[Referring expression pointing data]
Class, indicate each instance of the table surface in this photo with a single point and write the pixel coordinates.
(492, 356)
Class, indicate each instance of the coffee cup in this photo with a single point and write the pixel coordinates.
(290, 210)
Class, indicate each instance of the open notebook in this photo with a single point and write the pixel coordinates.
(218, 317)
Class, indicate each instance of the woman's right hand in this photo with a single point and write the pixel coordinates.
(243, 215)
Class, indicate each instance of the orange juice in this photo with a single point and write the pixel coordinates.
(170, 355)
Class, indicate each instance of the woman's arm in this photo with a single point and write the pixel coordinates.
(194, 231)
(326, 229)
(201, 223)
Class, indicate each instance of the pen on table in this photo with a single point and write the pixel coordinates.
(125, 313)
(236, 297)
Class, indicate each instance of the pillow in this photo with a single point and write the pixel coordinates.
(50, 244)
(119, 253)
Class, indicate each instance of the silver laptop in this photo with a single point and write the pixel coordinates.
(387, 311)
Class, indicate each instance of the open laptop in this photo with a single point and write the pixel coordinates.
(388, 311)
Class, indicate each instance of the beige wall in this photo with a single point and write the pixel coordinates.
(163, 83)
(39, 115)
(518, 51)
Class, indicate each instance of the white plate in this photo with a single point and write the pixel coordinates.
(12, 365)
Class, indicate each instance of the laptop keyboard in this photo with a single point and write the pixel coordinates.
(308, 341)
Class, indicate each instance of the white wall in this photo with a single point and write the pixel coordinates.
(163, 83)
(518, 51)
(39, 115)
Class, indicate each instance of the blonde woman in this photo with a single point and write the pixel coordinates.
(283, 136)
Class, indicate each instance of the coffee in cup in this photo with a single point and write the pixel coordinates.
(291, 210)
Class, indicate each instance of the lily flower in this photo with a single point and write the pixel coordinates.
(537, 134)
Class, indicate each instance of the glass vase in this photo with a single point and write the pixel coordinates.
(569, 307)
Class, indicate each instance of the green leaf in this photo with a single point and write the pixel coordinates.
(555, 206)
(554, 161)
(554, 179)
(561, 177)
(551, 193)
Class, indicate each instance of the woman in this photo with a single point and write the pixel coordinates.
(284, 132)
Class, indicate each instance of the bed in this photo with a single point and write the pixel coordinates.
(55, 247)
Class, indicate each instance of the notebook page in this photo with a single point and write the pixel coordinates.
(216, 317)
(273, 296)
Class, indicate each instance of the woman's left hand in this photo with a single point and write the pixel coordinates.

Work task. All of the data must be written out again, exactly as it stands.

Result of this task.
Class, indicate each instance of the table surface in this photo with a single point and write the pixel coordinates.
(492, 356)
Class, indicate each instance of the coffee cup in this photo with a single point and write the pixel coordinates.
(290, 210)
Class, indicate each instance of the open notebook in this photo with a single point and write the pixel coordinates.
(218, 317)
Class, indicate each instance of the woman's right hand in this photo with a single point and write the pixel coordinates.
(243, 215)
Class, indicate each instance of the orange juice in this photo with a single point and write the pixel coordinates.
(170, 355)
Class, indicate each instance of the woman's arm in this photo with a single point and write the pixel coordinates.
(194, 231)
(326, 229)
(201, 223)
Class, indicate each instance of the pen on table in this photo with a single point and write the pixel coordinates.
(125, 313)
(236, 297)
Class, indicate each instance of the pillow in this photo with a single point and write the pixel coordinates.
(50, 244)
(119, 253)
Class, indicate each instance of the silver laptop in this photo with a single point and write the pixel coordinates.
(387, 311)
Class, indicate each instance of the open laptop in this photo with a single point and write the pixel coordinates.
(388, 311)
Class, indicate each instance of the beige wall in this photo with a single point and write the pixel coordinates.
(163, 83)
(39, 115)
(518, 51)
Class, indicate each instance of the white plate in this photo with a single point and write the pixel coordinates.
(12, 365)
Class, indicate each instance of the laptop keyboard in this photo with a single point and write the pixel coordinates.
(308, 341)
Class, indicate each instance of the white wall in this photo with a single point and write the pixel coordinates.
(163, 83)
(518, 51)
(39, 115)
Class, indicate each instance of the blonde woman in this photo with a single point and write the pixel coordinates.
(283, 136)
Class, indicate each instance of the coffee in cup in this photo with a single point and write the pixel coordinates.
(291, 210)
Class, indicate each instance of the lily flower in this photo with a single point and write the pixel coordinates.
(537, 134)
Class, indicate each instance of the glass vase in this photo with a single point and write the pixel coordinates.
(569, 307)
Class, indicate each instance of the green leaf in this photo with a single point and write the pixel coordinates.
(555, 206)
(554, 161)
(554, 179)
(561, 177)
(551, 193)
Class, indicate each instance of the woman in this photo with a single point and write the pixel coordinates.
(284, 132)
Class, indicate each instance of the bed in this photo with a single point and write the pixel coordinates.
(55, 247)
Class, indicate each instance of the notebook page in this photo with a single point and write the pixel coordinates.
(216, 317)
(273, 296)
Class, indicate each instance of the woman's left hand in this photo with a single point and write the pixel coordinates.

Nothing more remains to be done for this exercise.